§ **Exercise text**:
----------------

Visible Particles by Visual Inspection
The presence of visible particles was assessed by visual inspection before and after light stress. Most formulations are not impacted by light stress in terms of visible particles. No specific conditions related to particle formation upon light stress.
Summary: Light Exposure Stress
According to SE-HPLC, OD, CE-SDS, cIEF and visual inspection upon light stress, conditions that can provide favorable performances include:
2.3.3 Freeze-Thawing
Aggregation Index by Optical Density
After 3× freeze-thawing cycles (−80° C.→room temperature), once again, glycine buffer (low pH) is confirmed to provide the lowest values indicating lower particle formation. An increase in aggregation index is observed both in citrate-phosphate buffer and glycine buffer as pH increase (pH effect more critical in citrate-phosphate buffer). Generally higher aggregation index values than reference composition are observed in histidine and succinate buffers.
The statistical analysis by ANOVA highlighted a moderately significant impact from buffer type, pH and surfactant type (0.01<p-value <0.05), indicating that citrate-phosphate and glycine buffers at pH lower than 6.0 are the best option for protein stabilisation against particles formation induced by freeze-thawing, being succinate and histidine buffer slightly pejorative with respect to reference composition.
A comparison of the impact of the different surfactants shows comparable performances from Tween 80, Kollidon 12PF and Kolliphor ELP (slightly preferable), while Tween 40 is expected to increase aggregation index.
Total Aggregates by SE-HPLC
All formulations show lower total aggregates than reference composition upon freeze-thawing stress (values comparable to time 0).
In citrate-phosphate buffer, aggregates tend to increase up to the level of reference composition as the primary effect of pH (2.0-2.5% HMWs) being increased up to the range 7.0-7.5 with minor/negligible changes upon freeze-thawing, whilst at pH <7.0 total aggregates typically amount to lower than 1.5% (before and after stress). In glycine and histidine buffer all total aggregates values after stress amount to less than 1% (comparable with time 0 values). In succinate, freeze-thawing was not found to determine critical changes with respect to time 0, however total aggregates are generally slightly higher than in glycine and histidine (still equal to or lower than 1.5%, i.e. considerably lower than reference after stress).

----------------

§ **Given entries**:

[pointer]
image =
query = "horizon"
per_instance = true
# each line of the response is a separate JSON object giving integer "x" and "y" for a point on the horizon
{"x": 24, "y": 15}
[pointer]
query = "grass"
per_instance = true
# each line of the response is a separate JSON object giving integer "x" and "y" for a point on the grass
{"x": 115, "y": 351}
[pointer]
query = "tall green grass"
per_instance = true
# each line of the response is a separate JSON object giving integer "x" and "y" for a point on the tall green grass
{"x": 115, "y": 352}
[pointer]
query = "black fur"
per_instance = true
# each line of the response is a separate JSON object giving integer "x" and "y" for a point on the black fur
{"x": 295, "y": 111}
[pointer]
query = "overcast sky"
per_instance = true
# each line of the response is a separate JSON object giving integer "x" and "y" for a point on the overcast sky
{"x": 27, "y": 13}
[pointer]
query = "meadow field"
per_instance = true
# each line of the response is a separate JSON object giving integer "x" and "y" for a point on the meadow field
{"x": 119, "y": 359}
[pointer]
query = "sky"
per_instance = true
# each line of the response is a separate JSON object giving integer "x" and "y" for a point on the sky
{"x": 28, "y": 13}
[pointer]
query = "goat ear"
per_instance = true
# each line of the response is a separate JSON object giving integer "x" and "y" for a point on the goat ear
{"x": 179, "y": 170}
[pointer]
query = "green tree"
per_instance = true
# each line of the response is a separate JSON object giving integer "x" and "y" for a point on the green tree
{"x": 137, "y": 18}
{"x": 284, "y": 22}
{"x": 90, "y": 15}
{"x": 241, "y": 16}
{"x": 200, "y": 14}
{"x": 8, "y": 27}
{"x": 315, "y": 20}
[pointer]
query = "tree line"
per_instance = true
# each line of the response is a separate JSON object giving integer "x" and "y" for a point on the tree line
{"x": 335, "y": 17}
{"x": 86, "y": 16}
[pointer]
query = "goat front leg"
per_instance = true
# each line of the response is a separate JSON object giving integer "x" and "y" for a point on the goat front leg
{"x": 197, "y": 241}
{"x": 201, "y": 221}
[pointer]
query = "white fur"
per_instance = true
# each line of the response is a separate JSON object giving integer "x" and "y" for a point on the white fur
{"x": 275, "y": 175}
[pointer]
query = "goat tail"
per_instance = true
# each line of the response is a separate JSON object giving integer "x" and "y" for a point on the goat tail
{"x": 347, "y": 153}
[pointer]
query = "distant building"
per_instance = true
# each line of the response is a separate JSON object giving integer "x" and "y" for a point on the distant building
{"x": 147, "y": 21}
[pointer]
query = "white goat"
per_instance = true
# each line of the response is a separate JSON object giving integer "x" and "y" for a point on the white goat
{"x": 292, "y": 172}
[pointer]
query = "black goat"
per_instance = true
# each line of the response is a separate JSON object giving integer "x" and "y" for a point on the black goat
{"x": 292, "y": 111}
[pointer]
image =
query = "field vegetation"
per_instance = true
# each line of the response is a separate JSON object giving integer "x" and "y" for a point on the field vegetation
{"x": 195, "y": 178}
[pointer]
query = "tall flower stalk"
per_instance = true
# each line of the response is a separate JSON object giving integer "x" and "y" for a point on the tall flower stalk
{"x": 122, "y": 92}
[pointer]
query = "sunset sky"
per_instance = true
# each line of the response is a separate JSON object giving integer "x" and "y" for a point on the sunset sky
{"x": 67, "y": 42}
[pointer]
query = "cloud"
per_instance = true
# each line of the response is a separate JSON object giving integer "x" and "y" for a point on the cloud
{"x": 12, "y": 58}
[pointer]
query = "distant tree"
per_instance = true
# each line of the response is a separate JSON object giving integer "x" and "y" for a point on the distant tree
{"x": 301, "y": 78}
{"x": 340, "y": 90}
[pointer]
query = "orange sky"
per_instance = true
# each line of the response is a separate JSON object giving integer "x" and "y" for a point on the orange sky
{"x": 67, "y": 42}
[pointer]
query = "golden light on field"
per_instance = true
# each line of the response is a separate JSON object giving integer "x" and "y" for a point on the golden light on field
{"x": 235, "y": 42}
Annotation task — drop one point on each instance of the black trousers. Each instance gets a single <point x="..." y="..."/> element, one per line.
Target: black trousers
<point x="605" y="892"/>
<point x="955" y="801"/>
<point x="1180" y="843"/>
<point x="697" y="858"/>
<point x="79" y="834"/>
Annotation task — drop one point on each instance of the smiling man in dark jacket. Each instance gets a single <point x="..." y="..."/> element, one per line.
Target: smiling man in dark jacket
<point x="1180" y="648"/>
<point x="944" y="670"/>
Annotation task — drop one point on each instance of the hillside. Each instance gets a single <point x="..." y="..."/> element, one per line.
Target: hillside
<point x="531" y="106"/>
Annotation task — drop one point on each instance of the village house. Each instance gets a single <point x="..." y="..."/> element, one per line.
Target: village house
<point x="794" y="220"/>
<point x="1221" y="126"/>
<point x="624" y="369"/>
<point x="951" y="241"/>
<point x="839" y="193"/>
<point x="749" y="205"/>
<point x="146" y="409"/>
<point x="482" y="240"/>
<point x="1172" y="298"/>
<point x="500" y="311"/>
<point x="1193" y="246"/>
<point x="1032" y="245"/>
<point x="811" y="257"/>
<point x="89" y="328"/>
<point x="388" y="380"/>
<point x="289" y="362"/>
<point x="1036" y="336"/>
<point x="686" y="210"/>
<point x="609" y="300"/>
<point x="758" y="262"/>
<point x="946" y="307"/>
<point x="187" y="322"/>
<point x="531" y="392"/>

----------------

§ **Requirement**:
Transcribe the stretch of the protein stress-testing text from "In citrate-phosphate buffer, aggregates" through "reference after stress).".

§ **Exercise result**:
In citrate-phosphate buffer, aggregates tend to increase up to the level of reference composition as the primary effect of pH (2.0-2.5% HMWs) being increased up to the range 7.0-7.5 with minor/negligible changes upon freeze-thawing, whilst at pH <7.0 total aggregates typically amount to lower than 1.5% (before and after stress). In glycine and histidine buffer all total aggregates values after stress amount to less than 1% (comparable with time 0 values). In succinate, freeze-thawing was not found to determine critical changes with respect to time 0, however total aggregates are generally slightly higher than in glycine and histidine (still equal to or lower than 1.5%, i.e. considerably lower than reference after stress).